Dataset entries:

# # #

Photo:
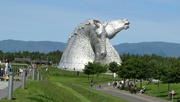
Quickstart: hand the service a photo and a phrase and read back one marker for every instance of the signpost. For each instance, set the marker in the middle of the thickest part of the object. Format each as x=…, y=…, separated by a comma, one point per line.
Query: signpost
x=172, y=92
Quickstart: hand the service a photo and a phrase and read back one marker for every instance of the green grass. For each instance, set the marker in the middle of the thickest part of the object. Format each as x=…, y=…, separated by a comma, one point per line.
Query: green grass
x=62, y=86
x=161, y=91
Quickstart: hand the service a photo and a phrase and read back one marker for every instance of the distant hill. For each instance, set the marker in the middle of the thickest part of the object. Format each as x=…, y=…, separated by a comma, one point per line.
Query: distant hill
x=31, y=46
x=164, y=49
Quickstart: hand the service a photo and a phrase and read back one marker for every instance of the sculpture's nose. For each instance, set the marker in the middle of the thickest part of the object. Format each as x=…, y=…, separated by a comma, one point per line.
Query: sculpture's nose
x=103, y=54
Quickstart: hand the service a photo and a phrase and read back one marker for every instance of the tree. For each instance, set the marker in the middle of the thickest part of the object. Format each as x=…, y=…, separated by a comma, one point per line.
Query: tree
x=113, y=67
x=171, y=75
x=89, y=69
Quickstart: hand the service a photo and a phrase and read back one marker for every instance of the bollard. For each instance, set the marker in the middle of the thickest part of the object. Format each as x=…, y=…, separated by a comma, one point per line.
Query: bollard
x=10, y=86
x=33, y=74
x=38, y=76
x=24, y=79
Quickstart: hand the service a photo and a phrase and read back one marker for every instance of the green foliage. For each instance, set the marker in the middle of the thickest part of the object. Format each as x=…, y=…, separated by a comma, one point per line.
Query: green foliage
x=113, y=67
x=51, y=56
x=62, y=86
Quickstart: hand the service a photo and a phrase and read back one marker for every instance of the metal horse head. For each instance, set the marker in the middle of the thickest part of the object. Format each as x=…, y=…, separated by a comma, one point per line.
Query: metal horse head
x=98, y=41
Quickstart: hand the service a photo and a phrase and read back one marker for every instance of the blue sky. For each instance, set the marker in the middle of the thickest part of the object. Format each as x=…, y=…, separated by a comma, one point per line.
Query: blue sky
x=55, y=20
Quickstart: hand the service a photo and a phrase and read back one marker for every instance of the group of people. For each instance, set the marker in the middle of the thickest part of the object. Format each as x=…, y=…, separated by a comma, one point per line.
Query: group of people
x=5, y=69
x=119, y=84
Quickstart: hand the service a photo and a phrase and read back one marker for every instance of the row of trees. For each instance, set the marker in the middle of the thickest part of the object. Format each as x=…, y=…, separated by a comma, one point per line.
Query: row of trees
x=51, y=56
x=166, y=69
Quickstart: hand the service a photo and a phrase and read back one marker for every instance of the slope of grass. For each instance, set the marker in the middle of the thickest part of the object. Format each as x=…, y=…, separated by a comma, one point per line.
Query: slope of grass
x=162, y=90
x=62, y=86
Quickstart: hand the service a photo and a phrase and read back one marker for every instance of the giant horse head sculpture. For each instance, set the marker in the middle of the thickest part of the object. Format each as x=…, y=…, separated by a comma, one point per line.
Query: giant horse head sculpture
x=90, y=43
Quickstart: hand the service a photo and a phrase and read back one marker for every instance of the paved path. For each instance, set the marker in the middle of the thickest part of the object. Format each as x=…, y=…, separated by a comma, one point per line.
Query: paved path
x=126, y=95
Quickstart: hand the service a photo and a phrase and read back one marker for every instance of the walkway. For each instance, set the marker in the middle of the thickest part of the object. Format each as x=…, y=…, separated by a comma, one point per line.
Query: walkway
x=126, y=95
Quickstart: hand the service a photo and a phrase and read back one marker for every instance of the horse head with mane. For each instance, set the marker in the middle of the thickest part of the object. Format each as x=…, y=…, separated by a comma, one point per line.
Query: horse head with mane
x=90, y=43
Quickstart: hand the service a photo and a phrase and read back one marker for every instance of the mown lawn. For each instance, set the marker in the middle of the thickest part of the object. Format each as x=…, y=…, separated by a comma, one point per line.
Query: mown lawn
x=152, y=89
x=62, y=86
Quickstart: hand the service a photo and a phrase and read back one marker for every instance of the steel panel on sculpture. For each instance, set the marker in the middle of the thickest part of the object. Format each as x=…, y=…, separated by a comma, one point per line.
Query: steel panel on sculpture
x=90, y=43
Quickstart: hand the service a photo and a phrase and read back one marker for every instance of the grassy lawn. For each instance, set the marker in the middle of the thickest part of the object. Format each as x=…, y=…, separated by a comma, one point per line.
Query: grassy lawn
x=62, y=86
x=161, y=91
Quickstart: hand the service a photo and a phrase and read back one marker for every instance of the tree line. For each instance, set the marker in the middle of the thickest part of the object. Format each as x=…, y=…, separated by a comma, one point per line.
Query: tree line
x=53, y=56
x=166, y=69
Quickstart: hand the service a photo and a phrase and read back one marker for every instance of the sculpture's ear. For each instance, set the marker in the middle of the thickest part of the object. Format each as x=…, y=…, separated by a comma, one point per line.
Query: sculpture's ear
x=99, y=28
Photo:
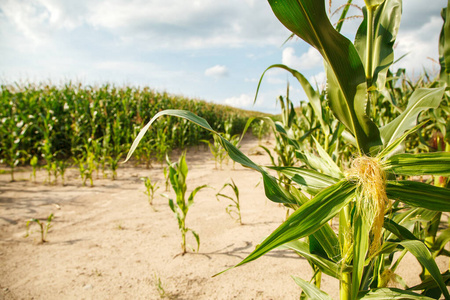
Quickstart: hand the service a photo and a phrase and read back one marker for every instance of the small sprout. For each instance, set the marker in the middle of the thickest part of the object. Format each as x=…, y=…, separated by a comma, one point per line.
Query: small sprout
x=151, y=189
x=234, y=209
x=177, y=174
x=44, y=227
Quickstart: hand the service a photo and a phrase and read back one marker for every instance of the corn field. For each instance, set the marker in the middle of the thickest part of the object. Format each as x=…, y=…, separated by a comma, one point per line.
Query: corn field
x=93, y=127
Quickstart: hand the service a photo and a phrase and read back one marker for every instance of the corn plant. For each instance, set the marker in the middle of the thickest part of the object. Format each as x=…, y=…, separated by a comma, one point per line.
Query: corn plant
x=34, y=163
x=234, y=209
x=376, y=211
x=150, y=189
x=217, y=151
x=177, y=174
x=43, y=227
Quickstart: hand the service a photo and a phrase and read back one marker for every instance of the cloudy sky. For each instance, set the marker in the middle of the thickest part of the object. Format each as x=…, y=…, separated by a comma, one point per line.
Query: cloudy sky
x=206, y=49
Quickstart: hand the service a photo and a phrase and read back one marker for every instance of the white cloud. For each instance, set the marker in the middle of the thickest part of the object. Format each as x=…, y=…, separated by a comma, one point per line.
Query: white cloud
x=242, y=101
x=218, y=71
x=319, y=79
x=306, y=61
x=419, y=45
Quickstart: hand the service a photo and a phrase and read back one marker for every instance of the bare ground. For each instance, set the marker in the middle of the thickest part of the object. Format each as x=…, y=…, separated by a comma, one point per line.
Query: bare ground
x=107, y=242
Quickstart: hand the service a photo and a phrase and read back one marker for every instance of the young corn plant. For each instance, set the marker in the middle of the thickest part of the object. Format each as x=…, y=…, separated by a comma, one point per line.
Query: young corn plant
x=177, y=174
x=375, y=210
x=44, y=227
x=234, y=209
x=151, y=189
x=34, y=163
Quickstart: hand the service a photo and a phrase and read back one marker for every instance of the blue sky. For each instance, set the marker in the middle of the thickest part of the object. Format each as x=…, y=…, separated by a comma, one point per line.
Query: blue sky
x=204, y=49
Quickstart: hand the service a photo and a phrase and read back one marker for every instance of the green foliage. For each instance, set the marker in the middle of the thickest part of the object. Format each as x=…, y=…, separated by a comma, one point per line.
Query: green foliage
x=44, y=227
x=151, y=189
x=57, y=123
x=380, y=213
x=234, y=209
x=177, y=174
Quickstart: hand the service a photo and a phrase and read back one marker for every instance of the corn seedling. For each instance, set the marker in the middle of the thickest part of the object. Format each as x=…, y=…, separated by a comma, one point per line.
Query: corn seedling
x=234, y=209
x=217, y=151
x=177, y=174
x=151, y=189
x=376, y=211
x=43, y=227
x=34, y=164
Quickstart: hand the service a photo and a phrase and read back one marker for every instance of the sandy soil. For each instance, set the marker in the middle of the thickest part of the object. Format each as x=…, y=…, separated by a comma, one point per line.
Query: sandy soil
x=107, y=242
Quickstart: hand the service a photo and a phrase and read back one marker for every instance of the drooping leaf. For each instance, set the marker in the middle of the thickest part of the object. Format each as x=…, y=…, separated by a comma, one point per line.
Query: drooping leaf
x=421, y=100
x=310, y=180
x=311, y=290
x=419, y=194
x=361, y=230
x=442, y=240
x=401, y=232
x=308, y=218
x=373, y=3
x=273, y=191
x=423, y=255
x=325, y=235
x=325, y=265
x=313, y=96
x=394, y=145
x=433, y=163
x=391, y=293
x=444, y=46
x=345, y=72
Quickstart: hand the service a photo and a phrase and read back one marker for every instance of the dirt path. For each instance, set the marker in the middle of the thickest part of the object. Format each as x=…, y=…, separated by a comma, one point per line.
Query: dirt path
x=106, y=242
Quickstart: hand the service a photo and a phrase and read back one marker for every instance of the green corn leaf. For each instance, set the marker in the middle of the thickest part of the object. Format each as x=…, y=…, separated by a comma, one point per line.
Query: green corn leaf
x=308, y=218
x=401, y=232
x=394, y=145
x=311, y=290
x=444, y=46
x=423, y=255
x=325, y=265
x=313, y=96
x=442, y=240
x=391, y=293
x=419, y=194
x=312, y=181
x=360, y=248
x=273, y=191
x=373, y=3
x=430, y=283
x=197, y=238
x=322, y=163
x=345, y=71
x=386, y=23
x=194, y=192
x=434, y=163
x=324, y=235
x=421, y=100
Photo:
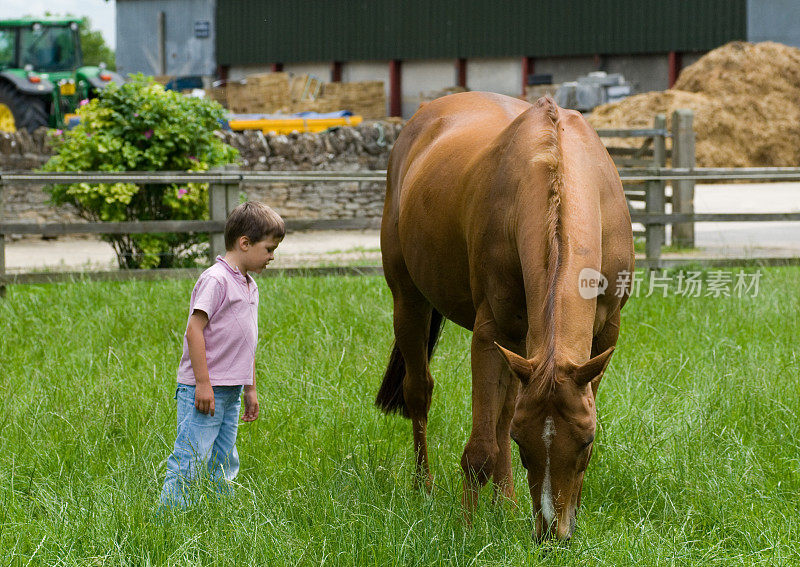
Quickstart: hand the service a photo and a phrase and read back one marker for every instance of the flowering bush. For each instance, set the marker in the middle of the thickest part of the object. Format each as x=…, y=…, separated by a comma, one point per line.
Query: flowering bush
x=139, y=126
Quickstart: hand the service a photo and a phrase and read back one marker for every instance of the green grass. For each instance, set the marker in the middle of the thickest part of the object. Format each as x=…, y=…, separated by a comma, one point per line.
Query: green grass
x=697, y=458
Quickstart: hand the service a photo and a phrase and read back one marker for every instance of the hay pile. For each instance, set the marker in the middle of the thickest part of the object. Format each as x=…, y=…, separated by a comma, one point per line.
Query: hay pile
x=746, y=100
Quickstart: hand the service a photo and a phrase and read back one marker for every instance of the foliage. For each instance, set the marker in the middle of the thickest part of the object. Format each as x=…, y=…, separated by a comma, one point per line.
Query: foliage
x=94, y=47
x=138, y=126
x=696, y=461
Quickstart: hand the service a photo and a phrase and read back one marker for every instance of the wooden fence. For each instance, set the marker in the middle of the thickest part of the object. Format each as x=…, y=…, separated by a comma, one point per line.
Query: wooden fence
x=643, y=172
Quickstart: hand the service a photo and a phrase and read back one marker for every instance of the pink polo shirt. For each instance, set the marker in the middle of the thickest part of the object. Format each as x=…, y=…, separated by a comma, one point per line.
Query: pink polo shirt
x=231, y=302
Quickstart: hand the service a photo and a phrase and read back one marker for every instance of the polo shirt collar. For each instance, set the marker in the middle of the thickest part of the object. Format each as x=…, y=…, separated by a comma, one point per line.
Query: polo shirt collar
x=235, y=271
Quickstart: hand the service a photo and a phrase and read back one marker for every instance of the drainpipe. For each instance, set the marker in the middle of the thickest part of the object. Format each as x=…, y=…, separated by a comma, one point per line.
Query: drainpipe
x=528, y=68
x=675, y=64
x=461, y=72
x=395, y=88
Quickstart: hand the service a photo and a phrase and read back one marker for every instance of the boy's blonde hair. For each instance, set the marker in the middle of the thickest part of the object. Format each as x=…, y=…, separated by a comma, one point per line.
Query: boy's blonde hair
x=254, y=220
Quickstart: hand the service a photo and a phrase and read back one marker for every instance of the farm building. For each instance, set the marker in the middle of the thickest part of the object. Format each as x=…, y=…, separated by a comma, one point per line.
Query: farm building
x=421, y=47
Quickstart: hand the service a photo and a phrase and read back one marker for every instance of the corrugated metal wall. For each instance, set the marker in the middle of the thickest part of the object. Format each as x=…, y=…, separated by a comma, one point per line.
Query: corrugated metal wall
x=258, y=31
x=185, y=53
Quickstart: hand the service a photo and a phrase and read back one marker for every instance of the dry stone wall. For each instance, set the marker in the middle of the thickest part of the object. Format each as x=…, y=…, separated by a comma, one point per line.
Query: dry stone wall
x=364, y=147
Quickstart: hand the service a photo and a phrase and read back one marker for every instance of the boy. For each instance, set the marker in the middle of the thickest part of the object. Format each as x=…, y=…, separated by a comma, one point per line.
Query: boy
x=218, y=359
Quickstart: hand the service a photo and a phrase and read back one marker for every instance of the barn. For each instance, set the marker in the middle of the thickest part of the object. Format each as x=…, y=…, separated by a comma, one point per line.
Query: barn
x=417, y=47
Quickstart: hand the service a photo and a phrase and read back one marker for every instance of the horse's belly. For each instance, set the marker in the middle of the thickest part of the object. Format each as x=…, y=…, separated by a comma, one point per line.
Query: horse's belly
x=436, y=257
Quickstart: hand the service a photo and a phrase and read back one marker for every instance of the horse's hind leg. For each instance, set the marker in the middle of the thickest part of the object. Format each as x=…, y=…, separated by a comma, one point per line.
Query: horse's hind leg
x=412, y=327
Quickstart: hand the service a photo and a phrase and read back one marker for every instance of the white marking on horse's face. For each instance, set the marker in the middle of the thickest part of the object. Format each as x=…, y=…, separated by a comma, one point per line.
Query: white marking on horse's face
x=548, y=510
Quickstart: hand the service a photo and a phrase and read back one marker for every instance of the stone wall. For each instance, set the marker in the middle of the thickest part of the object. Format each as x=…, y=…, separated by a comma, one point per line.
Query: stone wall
x=364, y=147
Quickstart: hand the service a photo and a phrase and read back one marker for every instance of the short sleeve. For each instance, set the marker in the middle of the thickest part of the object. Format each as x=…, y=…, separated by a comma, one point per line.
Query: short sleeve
x=207, y=296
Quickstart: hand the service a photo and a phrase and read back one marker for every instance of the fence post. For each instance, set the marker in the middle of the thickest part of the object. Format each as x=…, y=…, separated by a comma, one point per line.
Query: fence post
x=2, y=245
x=683, y=190
x=222, y=199
x=216, y=211
x=654, y=195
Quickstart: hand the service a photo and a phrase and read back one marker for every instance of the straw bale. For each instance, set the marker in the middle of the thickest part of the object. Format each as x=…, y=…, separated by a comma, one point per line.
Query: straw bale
x=746, y=100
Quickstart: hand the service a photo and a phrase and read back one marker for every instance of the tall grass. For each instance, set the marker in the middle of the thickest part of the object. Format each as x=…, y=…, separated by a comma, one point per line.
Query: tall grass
x=697, y=458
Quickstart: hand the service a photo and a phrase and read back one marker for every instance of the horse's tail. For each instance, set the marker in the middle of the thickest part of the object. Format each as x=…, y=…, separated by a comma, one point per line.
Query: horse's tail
x=390, y=397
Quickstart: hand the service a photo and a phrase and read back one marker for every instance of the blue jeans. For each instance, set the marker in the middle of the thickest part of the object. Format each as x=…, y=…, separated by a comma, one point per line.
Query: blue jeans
x=203, y=443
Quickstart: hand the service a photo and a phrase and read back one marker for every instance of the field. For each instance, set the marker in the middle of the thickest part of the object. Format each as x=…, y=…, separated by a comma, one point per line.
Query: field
x=697, y=458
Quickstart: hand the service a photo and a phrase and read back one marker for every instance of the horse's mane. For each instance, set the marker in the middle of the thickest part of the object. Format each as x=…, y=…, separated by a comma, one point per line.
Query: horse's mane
x=544, y=376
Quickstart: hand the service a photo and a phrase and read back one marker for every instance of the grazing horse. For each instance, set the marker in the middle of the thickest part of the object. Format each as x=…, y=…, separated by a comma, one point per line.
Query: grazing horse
x=510, y=220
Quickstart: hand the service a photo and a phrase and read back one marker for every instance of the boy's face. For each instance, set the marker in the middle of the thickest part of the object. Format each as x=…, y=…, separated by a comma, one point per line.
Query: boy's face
x=258, y=254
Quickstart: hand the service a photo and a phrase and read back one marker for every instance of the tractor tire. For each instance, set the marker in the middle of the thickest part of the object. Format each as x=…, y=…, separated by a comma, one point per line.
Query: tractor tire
x=29, y=112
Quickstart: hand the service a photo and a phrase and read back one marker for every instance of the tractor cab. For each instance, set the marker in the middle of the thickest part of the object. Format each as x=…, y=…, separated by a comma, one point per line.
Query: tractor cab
x=48, y=48
x=42, y=77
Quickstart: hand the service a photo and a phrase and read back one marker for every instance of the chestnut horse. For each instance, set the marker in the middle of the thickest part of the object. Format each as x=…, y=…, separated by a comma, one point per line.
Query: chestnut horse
x=496, y=210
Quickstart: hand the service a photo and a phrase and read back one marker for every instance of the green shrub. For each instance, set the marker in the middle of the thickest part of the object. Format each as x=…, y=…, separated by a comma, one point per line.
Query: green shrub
x=138, y=126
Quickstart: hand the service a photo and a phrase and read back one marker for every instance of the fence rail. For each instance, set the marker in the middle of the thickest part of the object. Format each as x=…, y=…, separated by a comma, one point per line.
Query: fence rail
x=644, y=182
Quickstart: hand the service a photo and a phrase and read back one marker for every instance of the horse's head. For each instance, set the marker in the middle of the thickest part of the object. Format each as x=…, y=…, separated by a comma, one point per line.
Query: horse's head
x=554, y=427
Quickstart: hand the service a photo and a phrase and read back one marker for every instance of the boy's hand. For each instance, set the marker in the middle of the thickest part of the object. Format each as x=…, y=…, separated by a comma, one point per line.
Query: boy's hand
x=204, y=398
x=250, y=404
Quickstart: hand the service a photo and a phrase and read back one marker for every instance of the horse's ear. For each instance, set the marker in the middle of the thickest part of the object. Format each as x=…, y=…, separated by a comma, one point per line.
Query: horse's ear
x=520, y=367
x=592, y=370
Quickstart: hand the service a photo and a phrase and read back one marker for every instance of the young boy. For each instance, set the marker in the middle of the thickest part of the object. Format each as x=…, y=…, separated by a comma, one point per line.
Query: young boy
x=218, y=359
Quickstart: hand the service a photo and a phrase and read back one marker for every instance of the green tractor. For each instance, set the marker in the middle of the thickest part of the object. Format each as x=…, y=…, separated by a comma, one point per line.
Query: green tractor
x=42, y=77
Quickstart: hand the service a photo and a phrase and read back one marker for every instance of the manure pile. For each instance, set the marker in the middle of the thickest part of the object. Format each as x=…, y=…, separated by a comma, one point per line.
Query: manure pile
x=746, y=102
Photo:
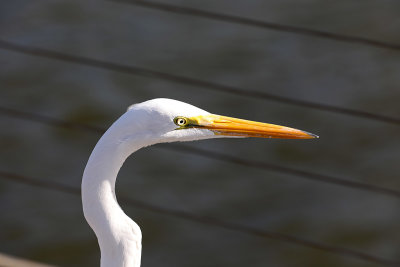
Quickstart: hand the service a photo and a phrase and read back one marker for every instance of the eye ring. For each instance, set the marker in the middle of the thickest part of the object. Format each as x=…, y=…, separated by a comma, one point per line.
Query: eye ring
x=180, y=121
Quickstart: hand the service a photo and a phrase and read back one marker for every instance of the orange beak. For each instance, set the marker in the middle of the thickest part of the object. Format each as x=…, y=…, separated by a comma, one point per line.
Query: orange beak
x=227, y=126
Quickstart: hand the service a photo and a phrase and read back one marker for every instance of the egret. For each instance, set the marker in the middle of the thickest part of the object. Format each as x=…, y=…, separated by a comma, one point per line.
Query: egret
x=144, y=124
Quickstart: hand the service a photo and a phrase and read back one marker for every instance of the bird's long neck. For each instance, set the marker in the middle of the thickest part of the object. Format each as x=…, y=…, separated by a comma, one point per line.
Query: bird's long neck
x=118, y=236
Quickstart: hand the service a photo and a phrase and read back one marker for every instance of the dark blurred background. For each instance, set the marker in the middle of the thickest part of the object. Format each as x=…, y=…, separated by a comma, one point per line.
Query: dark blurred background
x=48, y=226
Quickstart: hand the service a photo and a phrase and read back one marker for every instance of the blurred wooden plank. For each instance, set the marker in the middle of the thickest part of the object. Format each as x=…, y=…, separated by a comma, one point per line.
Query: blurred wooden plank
x=11, y=261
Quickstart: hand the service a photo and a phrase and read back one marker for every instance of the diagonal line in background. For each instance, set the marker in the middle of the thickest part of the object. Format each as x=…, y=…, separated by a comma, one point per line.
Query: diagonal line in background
x=45, y=53
x=259, y=23
x=350, y=253
x=211, y=154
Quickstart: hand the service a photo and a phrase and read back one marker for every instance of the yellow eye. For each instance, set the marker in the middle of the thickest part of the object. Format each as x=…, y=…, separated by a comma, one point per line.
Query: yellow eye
x=180, y=121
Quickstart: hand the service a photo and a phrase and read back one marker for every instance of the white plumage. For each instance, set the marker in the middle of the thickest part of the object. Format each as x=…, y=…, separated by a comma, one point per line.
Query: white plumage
x=144, y=124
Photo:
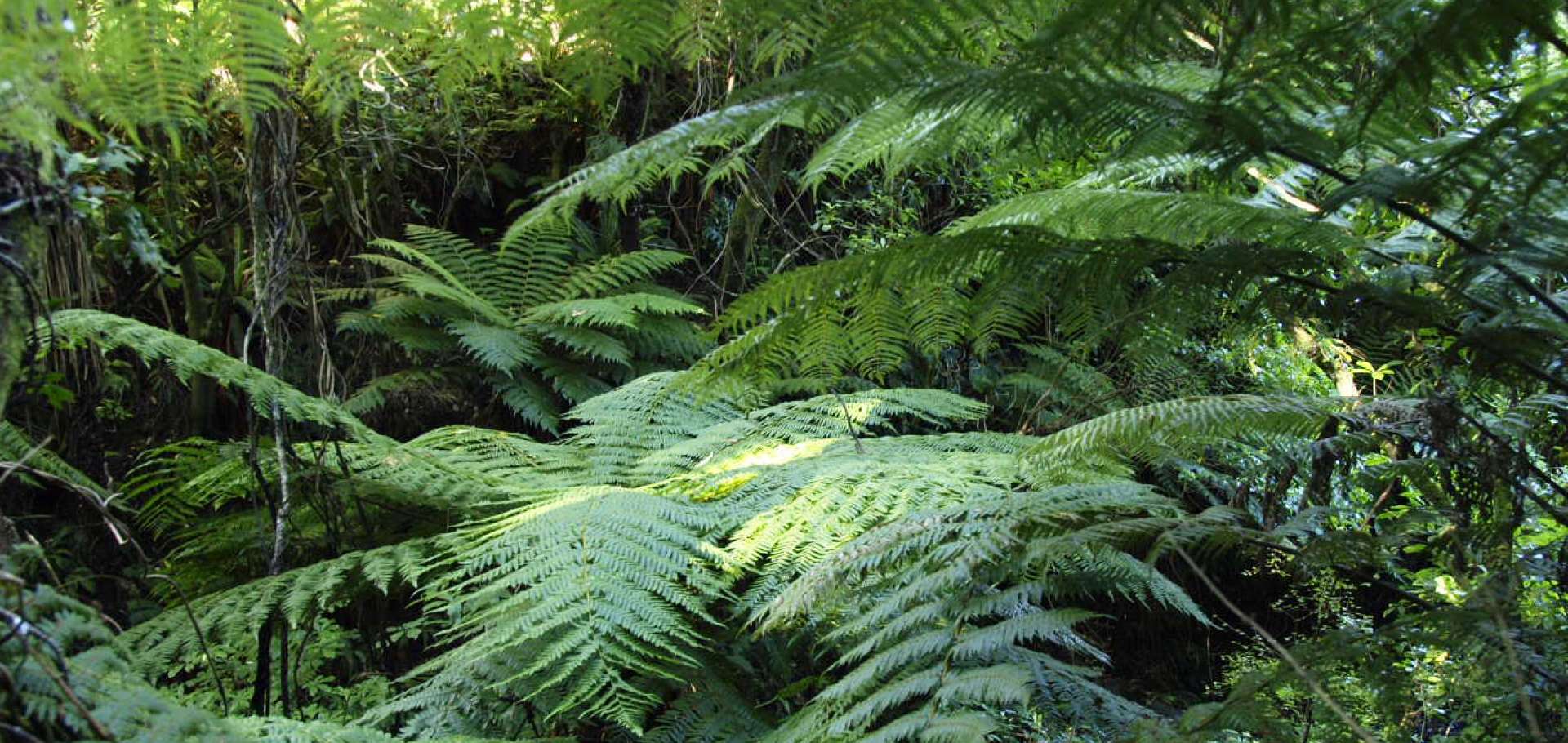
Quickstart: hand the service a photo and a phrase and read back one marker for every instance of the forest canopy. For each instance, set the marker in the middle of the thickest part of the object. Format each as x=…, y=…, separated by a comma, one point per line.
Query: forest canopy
x=783, y=371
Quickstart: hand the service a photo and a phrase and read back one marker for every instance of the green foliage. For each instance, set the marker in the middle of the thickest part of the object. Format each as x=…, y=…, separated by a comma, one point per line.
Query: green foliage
x=189, y=358
x=1143, y=240
x=537, y=315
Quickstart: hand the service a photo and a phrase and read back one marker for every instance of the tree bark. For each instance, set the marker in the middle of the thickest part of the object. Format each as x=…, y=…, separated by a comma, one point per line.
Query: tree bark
x=276, y=237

# # #

▶ **Work order**: Only the lines above from the line with "Query: egret" to the line with "of the diagonal", those two lines included, should be reproduced exactly.

▶ **Exercise answer**:
Query: egret
x=144, y=124
Quickstart: hand the service a photo and a phrase and read back one marker for every instance of the bird's long neck. For each instance, set the marker in the middle of the thickest part of the object. Format each as x=…, y=…, separated by a comma, one point per line.
Query: bird's long neck
x=118, y=236
Quickstart: hand the service a photo and a phrase and read back one marker for every instance of the dark blurred background. For each instance, set the marker in the middle of the thickest part of the object. Format each as x=…, y=…, separated by a comma, one point per line.
Query: dark blurred background
x=48, y=226
Quickstart: hand the service a photo and a phrase and read back one marker for every instance of the blurred wooden plank. For each instance, set the marker in the middle of the thickest part of the object. Format each as x=…, y=…, separated by a comma, one point per line.
Query: blurred wooden plank
x=11, y=261
Quickstart: hand the service a photo and a phrase and read back one marker for every instance of the diagonal line in background. For each instance, set the marker in the middle of the thickest part of the object. Format each as x=…, y=…, separated by a comma, one point per line.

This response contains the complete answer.